(Task requirements): Every line of the records must be repeated exactly; pictures stay out.

--- start Excerpted data ---

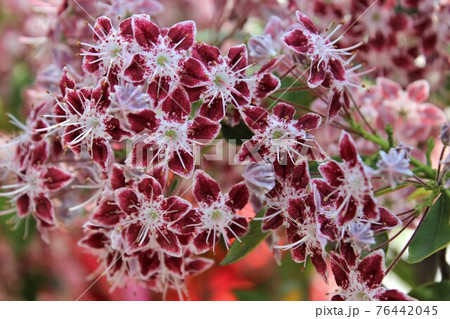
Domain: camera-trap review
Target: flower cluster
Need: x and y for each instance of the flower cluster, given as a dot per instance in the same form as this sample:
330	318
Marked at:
122	133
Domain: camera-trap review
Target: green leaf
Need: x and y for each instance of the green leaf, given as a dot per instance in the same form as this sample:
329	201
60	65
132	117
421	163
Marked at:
434	234
432	291
236	134
248	242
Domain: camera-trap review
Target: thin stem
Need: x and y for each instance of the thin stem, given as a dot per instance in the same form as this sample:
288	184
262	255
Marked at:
395	261
439	164
360	113
443	266
396	235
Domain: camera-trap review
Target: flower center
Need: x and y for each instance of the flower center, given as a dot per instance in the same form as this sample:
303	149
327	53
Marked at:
277	135
162	60
171	133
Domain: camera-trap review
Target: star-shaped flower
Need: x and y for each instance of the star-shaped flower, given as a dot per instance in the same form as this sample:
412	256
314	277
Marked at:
279	135
168	139
363	281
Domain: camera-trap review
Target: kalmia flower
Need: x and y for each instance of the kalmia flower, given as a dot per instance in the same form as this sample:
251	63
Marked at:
168	139
32	189
304	235
279	135
84	115
347	186
148	217
306	40
291	183
413	119
227	81
112	50
394	166
361	280
163	59
216	215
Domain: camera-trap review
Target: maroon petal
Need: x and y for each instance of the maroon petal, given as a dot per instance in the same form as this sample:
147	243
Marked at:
203	129
238	196
150	188
182	35
149	263
347	252
266	85
135	72
370	208
44	209
91	64
175	208
70	134
39	152
127	200
337	69
299	176
332	173
176	106
307	22
347	149
272	223
348	213
107	213
298	41
188	223
198	265
158	89
126	29
206	190
319	263
308	122
114	128
338	100
237	57
193	73
73	102
371	269
214	110
239	227
117	178
102	28
23	205
340	271
256	118
181	163
389	89
284	111
95	240
252	151
66	82
55	178
241	94
169	243
387	220
206	53
143	120
418	91
101	152
393	295
317	74
174	265
132	237
146	32
202	242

--- end Excerpted data ---

(Task solution):
Domain: camera-trap review
Target: flower cluster
Need: x and y for each instance of the flower cluster, given as a dot per instance in the same form as this sample:
330	318
Marked at:
122	133
Domain: camera-trap review
Target: green leaf
Need: x and y for each instance of the green leaf, given as a dot per instance in the same form as this sample:
329	201
60	65
132	117
421	163
Marked at:
434	234
432	291
236	134
248	242
Domain: camera-trap review
Target: thin stem
Need: x and y for each instance of the thin stem, given as a dot per instance in the same form as this sample:
288	184
262	255
Marked at:
395	261
439	164
360	113
443	266
396	235
Domain: camera-trap review
Target: flower center
Need: x and y for each instance of the flower center, given as a dot per instance in the same form as this sample:
303	149
327	53
Marked at:
277	135
162	60
171	133
Domain: camera-trap review
Target: star-shaped flower
Need: x and y for each instance of the star-shaped flower, given as a dot per instance in the same form as this sample:
412	256
314	277
Marked at:
279	135
168	139
363	281
Domain: camera-trap review
Target: kalmia flower
Need: x and y for each instance of the kalmia flower, given as a dot per instance in the same form as this sample:
251	63
Marked at:
168	139
32	189
304	235
279	135
84	115
347	186
148	217
306	40
291	183
413	119
227	81
112	50
394	166
361	280
163	59
216	215
Domain: camera-trap review
Target: maroon petal
Need: x and y for each instance of the maroon petal, given as a dot per instance in the same form as this sample:
147	243
Marked at:
203	129
238	196
150	188
182	35
149	263
347	252
266	85
135	72
370	208
44	209
91	64
175	208
70	134
39	152
127	200
337	69
299	176
332	173
176	106
307	22
347	149
272	223
348	213
107	213
298	41
188	223
198	265
158	89
126	29
206	190
319	263
308	122
114	128
338	100
237	57
193	73
73	102
371	269
214	110
239	227
117	178
102	28
23	205
340	271
256	118
181	163
389	89
284	111
95	240
252	151
66	82
55	178
241	94
169	243
387	220
206	53
143	120
418	91
101	152
393	295
317	74
174	265
132	237
146	32
202	242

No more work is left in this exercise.